Referring expression grounding data:
⁂

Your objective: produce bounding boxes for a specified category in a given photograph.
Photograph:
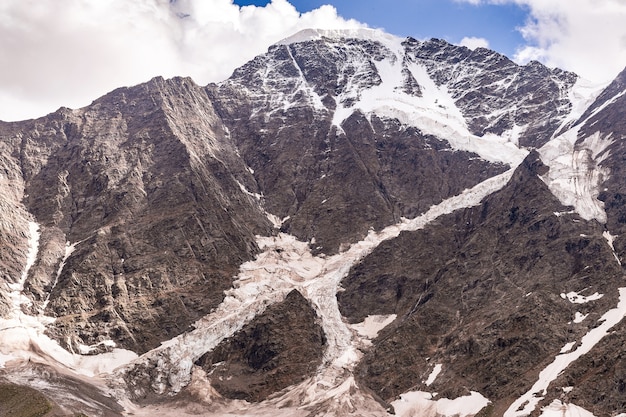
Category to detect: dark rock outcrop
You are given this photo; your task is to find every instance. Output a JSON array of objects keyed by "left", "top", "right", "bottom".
[{"left": 195, "top": 289, "right": 326, "bottom": 402}]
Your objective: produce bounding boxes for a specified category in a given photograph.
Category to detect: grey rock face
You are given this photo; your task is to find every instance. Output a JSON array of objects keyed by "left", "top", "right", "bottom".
[{"left": 2, "top": 77, "right": 274, "bottom": 353}]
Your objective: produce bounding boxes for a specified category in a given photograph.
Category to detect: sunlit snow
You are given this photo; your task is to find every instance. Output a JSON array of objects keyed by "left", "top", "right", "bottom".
[
  {"left": 391, "top": 390, "right": 490, "bottom": 417},
  {"left": 425, "top": 363, "right": 443, "bottom": 386},
  {"left": 41, "top": 240, "right": 78, "bottom": 311},
  {"left": 539, "top": 399, "right": 595, "bottom": 417},
  {"left": 350, "top": 314, "right": 397, "bottom": 340},
  {"left": 573, "top": 312, "right": 588, "bottom": 323},
  {"left": 603, "top": 230, "right": 621, "bottom": 265},
  {"left": 331, "top": 40, "right": 528, "bottom": 166},
  {"left": 560, "top": 291, "right": 604, "bottom": 304},
  {"left": 505, "top": 287, "right": 626, "bottom": 416}
]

⁂

Requirement: Every entry above is to be copied verbatim, with the pictures removed.

Finished exercise:
Your objective: produce bounding boxes for a specified category in a given photograph.
Photograph:
Category to detect: dark rock outcrop
You are given this photo; your task is to find every instance. Output a JSON array of objects keyed by "left", "top", "right", "bottom".
[{"left": 195, "top": 289, "right": 326, "bottom": 402}]
Your objective: produce bounding boxes for a specified category in a given photograph.
Category to detect: grey rock face
You are given this photo; your task is to find every instance. Output a JSON array of objects keyed by "left", "top", "right", "bottom".
[{"left": 2, "top": 77, "right": 274, "bottom": 353}]
Your objective: produce bounding boxes for a specified category in a given photograph.
Category to detect: sunlit snow
You are given this photo; your task is to find every instance. Output a JSON array of objects keyed by "left", "top", "right", "bottom".
[
  {"left": 391, "top": 390, "right": 490, "bottom": 417},
  {"left": 425, "top": 363, "right": 443, "bottom": 386},
  {"left": 41, "top": 240, "right": 78, "bottom": 311},
  {"left": 539, "top": 399, "right": 595, "bottom": 417},
  {"left": 350, "top": 314, "right": 397, "bottom": 340},
  {"left": 573, "top": 312, "right": 588, "bottom": 323},
  {"left": 603, "top": 230, "right": 621, "bottom": 265},
  {"left": 331, "top": 40, "right": 528, "bottom": 166},
  {"left": 560, "top": 291, "right": 604, "bottom": 304},
  {"left": 505, "top": 287, "right": 626, "bottom": 416}
]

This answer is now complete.